Quoted text
= = = = =
I understand your doubt ( What should be done ) but when I hear her justify the barbarian acts against the flotilla I know what must be done: to expose in any way the crimes. To obtain justice but also to help cease the blockade on Gaza !
By the way, the Israeli Ambassador to Portugal, said in one of our four tv channels that he " would rather be criticized by the blockade than for letting iranean missiles enter and be fired from Gaza and kill israeli families" ( I'm quoting by heart )!...

fiddler said...

Even assuming the country in question was my own, that's easy, I'd publish the video. The claim that exposure of state crimes threatened its security is part of the very propaganda (we don't call it hasbara here) in which I don't believe, as evidenced by my decision. I don't accept that violating my country's laws, not to speak of international ones, in such an egregious manner can contribute to its security without simultaneously changing the nature of the state itself. If an individual public servant commits a serious offence, the state defines its principal relation to that offence through the way it deals with the individual case. In covering up the state partakes in and sanctions the crime.
In Israel this has led to a "culture" where the IDF can kill Palestinians, including undisputedly innocent civilians, with an impunity that is only ever diminished, somewhat, by publicity. I wouldn't want my country to become like this, and I think no country deserves a security that's allegedly bought by such means.
= = = = =
Data extract

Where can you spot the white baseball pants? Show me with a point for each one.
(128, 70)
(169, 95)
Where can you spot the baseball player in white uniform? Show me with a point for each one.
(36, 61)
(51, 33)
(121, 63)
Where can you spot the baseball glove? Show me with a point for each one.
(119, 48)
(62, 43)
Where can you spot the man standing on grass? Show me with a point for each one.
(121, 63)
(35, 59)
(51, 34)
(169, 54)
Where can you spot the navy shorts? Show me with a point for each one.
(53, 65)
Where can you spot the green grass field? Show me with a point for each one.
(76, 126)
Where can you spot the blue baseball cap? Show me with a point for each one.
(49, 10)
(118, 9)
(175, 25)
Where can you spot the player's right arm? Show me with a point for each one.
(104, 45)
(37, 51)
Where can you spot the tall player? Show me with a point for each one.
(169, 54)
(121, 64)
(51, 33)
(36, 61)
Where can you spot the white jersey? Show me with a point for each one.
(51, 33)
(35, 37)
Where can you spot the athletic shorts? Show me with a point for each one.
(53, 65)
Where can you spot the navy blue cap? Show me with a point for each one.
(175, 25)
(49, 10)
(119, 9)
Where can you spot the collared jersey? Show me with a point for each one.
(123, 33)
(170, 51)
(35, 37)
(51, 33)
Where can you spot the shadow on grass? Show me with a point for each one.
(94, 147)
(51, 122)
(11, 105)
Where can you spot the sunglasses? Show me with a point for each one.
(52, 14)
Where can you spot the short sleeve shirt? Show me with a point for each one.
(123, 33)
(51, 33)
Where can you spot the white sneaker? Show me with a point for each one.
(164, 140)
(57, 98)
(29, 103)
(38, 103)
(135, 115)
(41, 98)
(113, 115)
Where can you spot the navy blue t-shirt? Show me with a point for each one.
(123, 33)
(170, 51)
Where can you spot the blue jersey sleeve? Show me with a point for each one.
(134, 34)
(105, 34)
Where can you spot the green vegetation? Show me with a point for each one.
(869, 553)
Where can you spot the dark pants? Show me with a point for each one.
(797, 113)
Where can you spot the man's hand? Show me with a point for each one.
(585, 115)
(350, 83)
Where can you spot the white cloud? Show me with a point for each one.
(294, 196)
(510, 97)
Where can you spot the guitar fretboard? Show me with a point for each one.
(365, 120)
= = = = =
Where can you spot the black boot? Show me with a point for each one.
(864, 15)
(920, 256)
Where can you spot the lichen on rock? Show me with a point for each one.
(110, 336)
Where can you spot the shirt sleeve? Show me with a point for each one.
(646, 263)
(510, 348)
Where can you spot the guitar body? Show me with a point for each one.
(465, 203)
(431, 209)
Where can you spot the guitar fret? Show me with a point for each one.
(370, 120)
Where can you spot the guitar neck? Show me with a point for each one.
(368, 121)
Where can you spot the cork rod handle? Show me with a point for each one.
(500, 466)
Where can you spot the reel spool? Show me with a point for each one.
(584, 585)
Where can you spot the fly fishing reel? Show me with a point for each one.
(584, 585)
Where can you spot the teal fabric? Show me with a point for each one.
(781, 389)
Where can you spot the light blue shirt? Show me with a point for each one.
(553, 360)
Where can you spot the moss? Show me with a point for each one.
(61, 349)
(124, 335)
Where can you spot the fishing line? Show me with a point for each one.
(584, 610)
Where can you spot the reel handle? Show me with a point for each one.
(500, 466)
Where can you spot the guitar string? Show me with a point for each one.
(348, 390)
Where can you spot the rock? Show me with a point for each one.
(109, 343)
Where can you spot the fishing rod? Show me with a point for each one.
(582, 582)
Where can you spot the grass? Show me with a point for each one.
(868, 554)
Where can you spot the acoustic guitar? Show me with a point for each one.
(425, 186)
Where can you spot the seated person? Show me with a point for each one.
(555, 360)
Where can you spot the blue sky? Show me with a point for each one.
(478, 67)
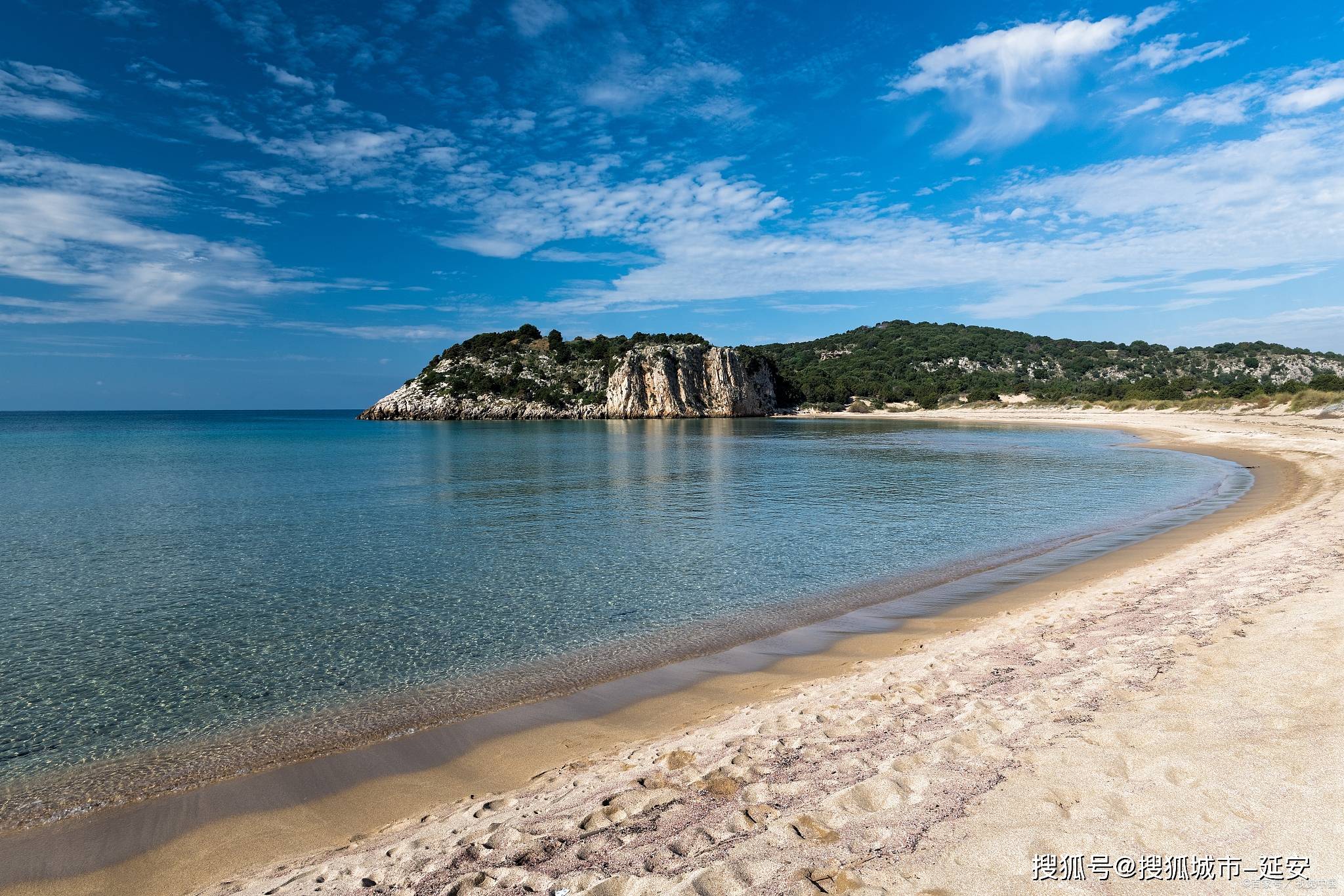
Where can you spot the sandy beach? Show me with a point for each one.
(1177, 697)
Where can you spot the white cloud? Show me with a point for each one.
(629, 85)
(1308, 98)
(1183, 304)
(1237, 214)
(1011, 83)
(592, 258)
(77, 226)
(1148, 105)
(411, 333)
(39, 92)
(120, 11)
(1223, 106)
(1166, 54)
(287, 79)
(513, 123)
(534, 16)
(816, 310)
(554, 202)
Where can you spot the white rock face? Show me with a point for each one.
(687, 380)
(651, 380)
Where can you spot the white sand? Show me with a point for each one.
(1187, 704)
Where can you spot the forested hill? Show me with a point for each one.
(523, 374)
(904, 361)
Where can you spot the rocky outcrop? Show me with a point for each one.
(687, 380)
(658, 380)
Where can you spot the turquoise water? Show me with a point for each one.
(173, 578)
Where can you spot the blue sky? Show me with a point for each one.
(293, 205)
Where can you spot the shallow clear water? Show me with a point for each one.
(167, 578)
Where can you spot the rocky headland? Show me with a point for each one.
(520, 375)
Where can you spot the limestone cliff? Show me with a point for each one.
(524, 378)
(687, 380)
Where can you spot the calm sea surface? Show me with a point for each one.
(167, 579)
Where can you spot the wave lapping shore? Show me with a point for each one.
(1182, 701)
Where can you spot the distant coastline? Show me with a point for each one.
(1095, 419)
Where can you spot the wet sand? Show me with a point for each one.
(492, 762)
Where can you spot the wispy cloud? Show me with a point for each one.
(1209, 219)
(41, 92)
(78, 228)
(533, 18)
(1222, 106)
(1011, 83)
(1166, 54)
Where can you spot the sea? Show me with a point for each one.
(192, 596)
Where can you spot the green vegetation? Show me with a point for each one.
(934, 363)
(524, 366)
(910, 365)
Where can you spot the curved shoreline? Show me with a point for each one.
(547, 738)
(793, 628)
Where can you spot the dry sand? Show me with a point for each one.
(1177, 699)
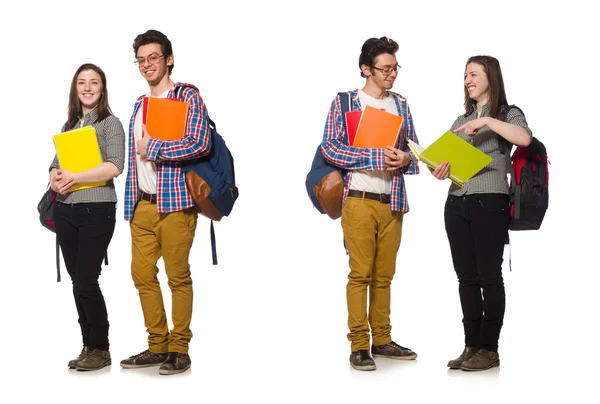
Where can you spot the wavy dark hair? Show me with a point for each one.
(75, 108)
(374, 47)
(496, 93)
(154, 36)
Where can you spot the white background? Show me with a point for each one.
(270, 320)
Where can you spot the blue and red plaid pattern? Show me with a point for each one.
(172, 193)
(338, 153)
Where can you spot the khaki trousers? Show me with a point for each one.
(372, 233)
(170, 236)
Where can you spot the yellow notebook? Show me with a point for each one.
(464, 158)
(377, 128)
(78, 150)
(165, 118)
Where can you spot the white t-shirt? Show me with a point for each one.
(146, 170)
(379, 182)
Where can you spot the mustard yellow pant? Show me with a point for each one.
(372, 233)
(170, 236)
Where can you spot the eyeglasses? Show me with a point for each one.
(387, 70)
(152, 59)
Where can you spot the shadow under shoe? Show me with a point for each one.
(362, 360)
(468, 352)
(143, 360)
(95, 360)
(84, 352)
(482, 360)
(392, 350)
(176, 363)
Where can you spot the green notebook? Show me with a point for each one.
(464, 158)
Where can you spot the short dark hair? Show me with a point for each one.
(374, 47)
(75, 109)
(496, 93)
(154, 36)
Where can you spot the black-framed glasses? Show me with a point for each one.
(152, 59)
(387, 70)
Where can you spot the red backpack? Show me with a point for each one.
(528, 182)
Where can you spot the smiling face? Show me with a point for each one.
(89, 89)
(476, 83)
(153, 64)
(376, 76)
= = = = =
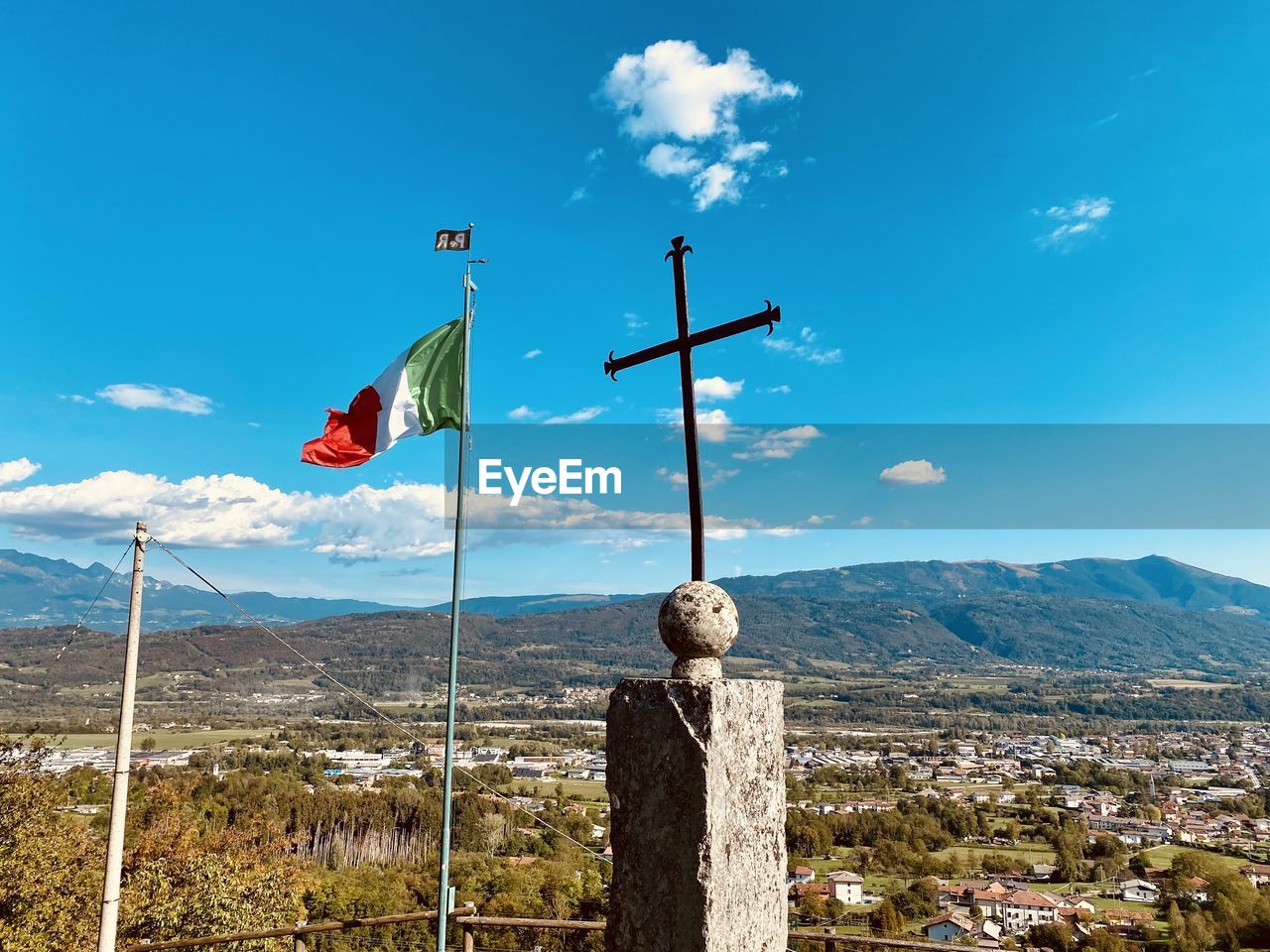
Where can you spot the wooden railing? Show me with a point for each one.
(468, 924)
= = = = =
Set task 1
Name every place that the comments on the Gaza blockade mention by name.
Set task 2
Continue the comments on the Gaza blockade from their last sentence.

Task result 1
Gaza, Portugal, Israel

Task result 2
Tomer said...

If I saw the same video you are referring to, I think it's not an execution. The soldier is firing a paintball gun at the guy. It's still unnecessary violence of course.

Anonymous said...

how about a non hypothetical question and answer

lets say you have raw footage of the event (at least part of it) that you have smuggled out, but much of the footage supports the idf claims...what do you do.

simple...you go on democracy now, being sure to edit out the parts that prove you and the rest of the passengers are liars

you release the rest of the vid in pieces, making sure the incriminating stuff still stays off the web...and then, and only then, do you allow the entire uncut piece to be uploaded...on the weekend, when no one is paying attention...

and that is exactly what happened

you owe the idf, your readers, the state of israel, an apology

just a few months before yom kippur...gonna need to do a lot of leg work in asking everyone for mechila

Jerry Haber said...

Thanks for the responses.

This was a thought experiment. I made no claims that there was a video showing such an execution. So those people who thought that I was were mistaken. I wished to ask the question in principle.

I could have taken a case where an atrocity had actually occurred and was documented -- and atrocities do occur in war -- and asked the same question.

What I was driving at was to get two sort of answers: those who, like Anonymous, said, "It depends on whose side you are one" and those who took a moral, principled position -- even if that position countenanced lying for the sake of a higher good.

But feel free to think about it some more.

Anonymous said...

The right thing to do is to make the information known. But to whom, and at what cost to the "whistle-blower"? If the information is made public before it is reported to the relevant military authority, the latter might be justified in exacting punishment on the grounds that the affair should and would be properly dealt with within the army's code of conduct. However, if the process is reversed, the matter might be concealed by the military and the whistle-blower constrained from doing anything further, under threat of sanctions.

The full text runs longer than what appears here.